Data records:
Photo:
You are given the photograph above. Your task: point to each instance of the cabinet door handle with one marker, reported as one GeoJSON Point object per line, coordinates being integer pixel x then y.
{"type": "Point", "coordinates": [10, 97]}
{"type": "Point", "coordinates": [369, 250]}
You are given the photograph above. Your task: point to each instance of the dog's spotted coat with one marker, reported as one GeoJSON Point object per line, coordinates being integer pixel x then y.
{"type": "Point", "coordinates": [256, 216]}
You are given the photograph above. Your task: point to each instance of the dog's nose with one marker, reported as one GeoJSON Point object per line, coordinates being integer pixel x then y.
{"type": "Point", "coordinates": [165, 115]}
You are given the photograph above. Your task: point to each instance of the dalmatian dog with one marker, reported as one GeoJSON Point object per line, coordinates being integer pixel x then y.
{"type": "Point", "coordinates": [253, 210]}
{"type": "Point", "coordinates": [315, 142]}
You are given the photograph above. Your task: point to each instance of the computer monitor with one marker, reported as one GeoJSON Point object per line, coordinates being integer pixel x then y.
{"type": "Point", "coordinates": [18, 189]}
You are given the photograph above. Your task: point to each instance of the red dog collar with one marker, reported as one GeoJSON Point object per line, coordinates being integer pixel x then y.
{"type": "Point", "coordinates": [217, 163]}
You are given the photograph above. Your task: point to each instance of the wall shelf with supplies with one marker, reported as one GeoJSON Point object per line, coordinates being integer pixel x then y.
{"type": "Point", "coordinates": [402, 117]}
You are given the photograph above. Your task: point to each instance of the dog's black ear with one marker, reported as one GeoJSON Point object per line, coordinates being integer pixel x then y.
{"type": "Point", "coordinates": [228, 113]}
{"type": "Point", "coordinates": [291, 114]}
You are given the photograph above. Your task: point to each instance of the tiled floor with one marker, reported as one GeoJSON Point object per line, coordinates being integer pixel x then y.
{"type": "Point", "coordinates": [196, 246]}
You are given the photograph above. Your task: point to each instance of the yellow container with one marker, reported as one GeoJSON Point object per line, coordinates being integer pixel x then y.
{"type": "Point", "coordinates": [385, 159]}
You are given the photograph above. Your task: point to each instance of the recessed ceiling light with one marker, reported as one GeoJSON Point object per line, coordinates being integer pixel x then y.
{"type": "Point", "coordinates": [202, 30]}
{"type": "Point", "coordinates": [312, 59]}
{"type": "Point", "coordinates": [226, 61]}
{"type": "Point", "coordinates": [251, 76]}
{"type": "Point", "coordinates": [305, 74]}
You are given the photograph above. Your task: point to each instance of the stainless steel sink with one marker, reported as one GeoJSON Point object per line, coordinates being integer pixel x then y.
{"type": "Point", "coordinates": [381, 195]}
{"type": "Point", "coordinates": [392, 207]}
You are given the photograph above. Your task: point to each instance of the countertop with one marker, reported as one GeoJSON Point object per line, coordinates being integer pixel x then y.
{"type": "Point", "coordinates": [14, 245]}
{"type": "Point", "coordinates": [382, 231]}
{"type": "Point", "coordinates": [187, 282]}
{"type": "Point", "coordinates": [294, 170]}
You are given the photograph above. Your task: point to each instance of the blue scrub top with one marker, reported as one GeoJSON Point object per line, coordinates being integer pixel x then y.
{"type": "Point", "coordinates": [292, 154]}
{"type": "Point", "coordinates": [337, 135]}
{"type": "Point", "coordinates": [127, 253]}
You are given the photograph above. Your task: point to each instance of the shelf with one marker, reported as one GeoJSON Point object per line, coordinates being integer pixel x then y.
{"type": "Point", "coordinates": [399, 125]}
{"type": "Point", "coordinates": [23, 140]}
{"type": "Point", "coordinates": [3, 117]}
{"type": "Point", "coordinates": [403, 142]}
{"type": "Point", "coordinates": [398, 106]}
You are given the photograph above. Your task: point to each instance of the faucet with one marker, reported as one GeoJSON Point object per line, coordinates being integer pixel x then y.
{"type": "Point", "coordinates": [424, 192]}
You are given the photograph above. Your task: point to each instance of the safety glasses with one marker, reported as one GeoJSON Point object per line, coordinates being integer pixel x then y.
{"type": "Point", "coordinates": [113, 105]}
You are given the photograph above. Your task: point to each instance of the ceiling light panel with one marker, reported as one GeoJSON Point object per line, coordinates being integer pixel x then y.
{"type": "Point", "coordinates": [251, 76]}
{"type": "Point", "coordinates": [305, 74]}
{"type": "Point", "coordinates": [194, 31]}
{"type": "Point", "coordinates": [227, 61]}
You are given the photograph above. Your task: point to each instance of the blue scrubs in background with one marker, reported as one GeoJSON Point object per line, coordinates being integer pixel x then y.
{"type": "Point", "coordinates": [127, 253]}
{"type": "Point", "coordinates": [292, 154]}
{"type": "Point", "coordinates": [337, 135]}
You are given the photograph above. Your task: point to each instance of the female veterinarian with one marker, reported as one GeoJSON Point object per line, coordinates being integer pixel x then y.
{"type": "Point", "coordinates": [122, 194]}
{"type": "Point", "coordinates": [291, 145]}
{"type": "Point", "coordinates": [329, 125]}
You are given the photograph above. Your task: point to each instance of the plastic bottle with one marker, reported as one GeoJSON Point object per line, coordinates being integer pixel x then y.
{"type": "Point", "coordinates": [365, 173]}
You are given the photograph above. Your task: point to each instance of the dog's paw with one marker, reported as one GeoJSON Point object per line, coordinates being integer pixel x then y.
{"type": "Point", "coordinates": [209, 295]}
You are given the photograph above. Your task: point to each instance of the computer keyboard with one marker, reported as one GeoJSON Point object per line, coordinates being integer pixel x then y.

• WHAT YOU SHOULD DO:
Write out every line from the records above, word for word.

• ANSWER FOR THE TASK:
Photo:
You are given the photograph above. Your task: point to each instance of the cabinet door handle with one marker, reported as one GeoJSON Point object per line, coordinates being integer pixel x then y.
{"type": "Point", "coordinates": [10, 97]}
{"type": "Point", "coordinates": [369, 250]}
You are given the photograph above. Your task: point to each instance of the dog's spotted coat with one marker, reported as one GeoJSON Point object per line, coordinates being integer pixel x then y.
{"type": "Point", "coordinates": [256, 216]}
You are given the photograph above. Your task: point to each instance of the dog's nose with one marker, reported as one GeoJSON Point object per line, coordinates being integer pixel x then y.
{"type": "Point", "coordinates": [165, 115]}
You are given the photograph above. Your task: point to each instance of the dalmatian dog with one marker, reported as one GeoJSON Point object per line, coordinates being integer pixel x then y.
{"type": "Point", "coordinates": [253, 210]}
{"type": "Point", "coordinates": [315, 142]}
You are given the photograph above. Your task: point to each instance of the computer monitor with one marker, reported as one GeoJSON Point object per line, coordinates being integer pixel x then y.
{"type": "Point", "coordinates": [18, 189]}
You are given the photograph above. Your task: point to each instance of the red dog collar with one marker, reported as one GeoJSON Point object per line, coordinates being integer pixel x then y.
{"type": "Point", "coordinates": [217, 163]}
You are given the photograph above. Your task: point to each instance of the wall shelf with supplies with one marker, reported as one GeoJSON Point object per line, coordinates being integer pixel x then y.
{"type": "Point", "coordinates": [402, 117]}
You are given the photograph above. Your task: point to each instance of the dog's black ear with one marker, reported as one GeoJSON Point object per line, coordinates being integer pixel x then y.
{"type": "Point", "coordinates": [228, 113]}
{"type": "Point", "coordinates": [291, 114]}
You are given the photograph above. Your task: point to each instance of the tiled floor with one marker, reported as one GeoJSON Point object per line, coordinates being integer pixel x then y.
{"type": "Point", "coordinates": [196, 246]}
You are given the photograph above. Your task: point to each instance of the yellow container with one marker, reported as one GeoJSON Point object per line, coordinates being integer pixel x then y.
{"type": "Point", "coordinates": [385, 159]}
You are given the photograph above. Your task: point to each instance of the recessed ceiling light with one marker, reported as one GeoJSON Point object per line, coordinates being integer pixel x then y.
{"type": "Point", "coordinates": [202, 30]}
{"type": "Point", "coordinates": [312, 59]}
{"type": "Point", "coordinates": [226, 61]}
{"type": "Point", "coordinates": [251, 76]}
{"type": "Point", "coordinates": [305, 74]}
You are given the photograph above. Your task: point to each instance of the stainless steel sink with one marker, reported as one GeoJSON Point object per line, coordinates being integer pixel x then y.
{"type": "Point", "coordinates": [381, 195]}
{"type": "Point", "coordinates": [392, 207]}
You are given the photograph above. Your task: point to each instance of the countertop with one marker, reported as one GeoJSON Point object per line, coordinates being integer pixel x then y.
{"type": "Point", "coordinates": [14, 245]}
{"type": "Point", "coordinates": [382, 231]}
{"type": "Point", "coordinates": [187, 282]}
{"type": "Point", "coordinates": [294, 170]}
You are given the photograph above. Your task: point to each instance of the blue scrub top with one marker, reported as one GeoJSON Point object per line, coordinates being integer pixel x then y.
{"type": "Point", "coordinates": [292, 154]}
{"type": "Point", "coordinates": [337, 135]}
{"type": "Point", "coordinates": [127, 253]}
You are given the photograph above. Your task: point to each instance of the shelf with one marker, reported as one GeoJSON Point object per line, coordinates being integer pixel x then y.
{"type": "Point", "coordinates": [399, 125]}
{"type": "Point", "coordinates": [23, 140]}
{"type": "Point", "coordinates": [3, 117]}
{"type": "Point", "coordinates": [403, 142]}
{"type": "Point", "coordinates": [398, 106]}
You are given the photograph above. Your task: point to each instance of the faucet with one marker, reported as one GeoJSON Point object per line, coordinates being integer pixel x then y.
{"type": "Point", "coordinates": [424, 192]}
You are given the photograph above. Your task: point to each instance of the safety glasses with one marker, reported as one GeoJSON Point object per line, coordinates being integer pixel x then y.
{"type": "Point", "coordinates": [113, 105]}
You are given the photograph above. Your task: point to each instance of the ceiling light panel with one marker, reported as one GeoJSON Point object per line, coordinates being integer pixel x then y.
{"type": "Point", "coordinates": [251, 76]}
{"type": "Point", "coordinates": [305, 74]}
{"type": "Point", "coordinates": [194, 31]}
{"type": "Point", "coordinates": [227, 61]}
You are given the photograph above. Your task: point to each instance of the blue scrubs in background with one marker, reported as one GeoJSON Point object per line, coordinates being integer pixel x then y.
{"type": "Point", "coordinates": [127, 253]}
{"type": "Point", "coordinates": [292, 154]}
{"type": "Point", "coordinates": [337, 135]}
You are given the photograph above. Your task: point to each instance of the female veterinarian with one marker, reported as one GeoJSON Point object per line, coordinates being integer pixel x then y.
{"type": "Point", "coordinates": [122, 194]}
{"type": "Point", "coordinates": [291, 145]}
{"type": "Point", "coordinates": [329, 125]}
You are given the photograph above. Your task: point to each instance of the plastic bottle with one marker, reported as one GeoJSON Point object per line, coordinates being integer pixel x then y.
{"type": "Point", "coordinates": [365, 173]}
You are given the photograph above. Your task: point to each instance of the dog's paw with one marker, reported as one GeoJSON Point object per line, coordinates being integer pixel x then y.
{"type": "Point", "coordinates": [209, 295]}
You are given the photograph above. Your task: point to each instance of the computer keyboard with one marker, reported as one GeoJSON Point object per line, coordinates being integer pixel x then y.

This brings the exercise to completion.